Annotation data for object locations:
+ + + + + + +
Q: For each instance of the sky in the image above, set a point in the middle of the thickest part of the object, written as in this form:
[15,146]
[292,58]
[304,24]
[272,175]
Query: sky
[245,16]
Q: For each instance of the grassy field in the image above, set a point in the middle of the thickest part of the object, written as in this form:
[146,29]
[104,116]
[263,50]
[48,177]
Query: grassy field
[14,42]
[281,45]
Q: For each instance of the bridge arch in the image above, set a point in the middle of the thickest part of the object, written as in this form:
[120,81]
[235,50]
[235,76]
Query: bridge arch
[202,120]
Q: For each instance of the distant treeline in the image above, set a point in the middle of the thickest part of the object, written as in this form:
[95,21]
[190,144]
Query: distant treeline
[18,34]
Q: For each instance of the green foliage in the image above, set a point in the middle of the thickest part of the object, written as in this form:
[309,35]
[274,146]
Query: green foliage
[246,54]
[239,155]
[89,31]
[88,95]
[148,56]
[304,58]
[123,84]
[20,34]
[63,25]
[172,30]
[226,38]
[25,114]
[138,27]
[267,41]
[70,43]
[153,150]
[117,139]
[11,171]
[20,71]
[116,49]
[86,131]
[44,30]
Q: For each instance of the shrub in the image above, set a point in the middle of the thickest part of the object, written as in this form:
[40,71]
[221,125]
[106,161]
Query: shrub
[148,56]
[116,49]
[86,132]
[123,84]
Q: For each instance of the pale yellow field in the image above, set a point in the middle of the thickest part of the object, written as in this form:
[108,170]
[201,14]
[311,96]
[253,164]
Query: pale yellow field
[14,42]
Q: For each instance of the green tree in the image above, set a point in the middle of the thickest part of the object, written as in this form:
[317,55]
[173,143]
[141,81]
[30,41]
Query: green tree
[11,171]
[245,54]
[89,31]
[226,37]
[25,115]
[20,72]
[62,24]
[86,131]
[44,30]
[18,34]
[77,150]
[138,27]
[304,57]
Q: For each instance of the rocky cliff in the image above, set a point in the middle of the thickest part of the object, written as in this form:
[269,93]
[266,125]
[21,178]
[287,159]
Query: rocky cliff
+ + + + + + +
**TASK**: Copy every one of the records above character for character, without changing anything.

**OUTPUT BELOW**:
Q: For each instance of the sky in the image above, set a point in the middle of the thickest part of the object, written as in this form:
[15,146]
[292,58]
[304,24]
[272,175]
Query: sky
[245,16]
Q: For each instance of the grassy field in the image above, set a point in the middle of the thickest part of the object, written as in this form:
[146,29]
[104,116]
[263,50]
[48,177]
Query: grassy field
[14,42]
[281,45]
Q: For each instance of the bridge arch in the image above, set a point in the middle of the thickest part of the object, written as in this form:
[120,81]
[235,50]
[235,76]
Query: bridge arch
[202,120]
Q: For each instance of the distant treeline in the image above, set a point in the middle of the thickest part of the object, written as in this form:
[95,21]
[190,144]
Query: distant treeline
[18,34]
Q: For each instance of the green foliage in the image above, set a point in the middle of the thickest part of the object, written as in this form:
[309,35]
[274,146]
Query: green foliage
[246,54]
[239,155]
[89,31]
[88,95]
[148,56]
[304,58]
[123,84]
[20,34]
[63,25]
[172,30]
[226,38]
[25,114]
[138,27]
[267,41]
[70,43]
[153,150]
[117,139]
[11,171]
[20,71]
[116,49]
[86,131]
[44,30]
Q: For each instance of the shrub in the image above, set a point in the middle of the thickest part of the object, written as in this form:
[40,71]
[221,125]
[106,161]
Query: shrub
[148,56]
[116,49]
[86,132]
[123,84]
Q: For each instance of the pale yellow field in the image above, set a point in the middle of the thickest part of the object, written as in this form:
[108,170]
[201,14]
[311,96]
[253,164]
Query: pale yellow field
[14,42]
Q: For each instance of the green tree in the image above, set a point in the middle of the thickest part of the object, written as in this form:
[317,55]
[173,143]
[141,81]
[30,41]
Query: green tree
[11,171]
[245,54]
[89,31]
[226,37]
[25,115]
[20,72]
[62,24]
[86,131]
[44,30]
[18,34]
[77,150]
[138,27]
[304,57]
Q: For each instance of the rocky cliff in the image above, set a point in the middle of the thickest part of the object, written as in this form:
[269,93]
[266,125]
[21,178]
[287,159]
Query: rocky cliff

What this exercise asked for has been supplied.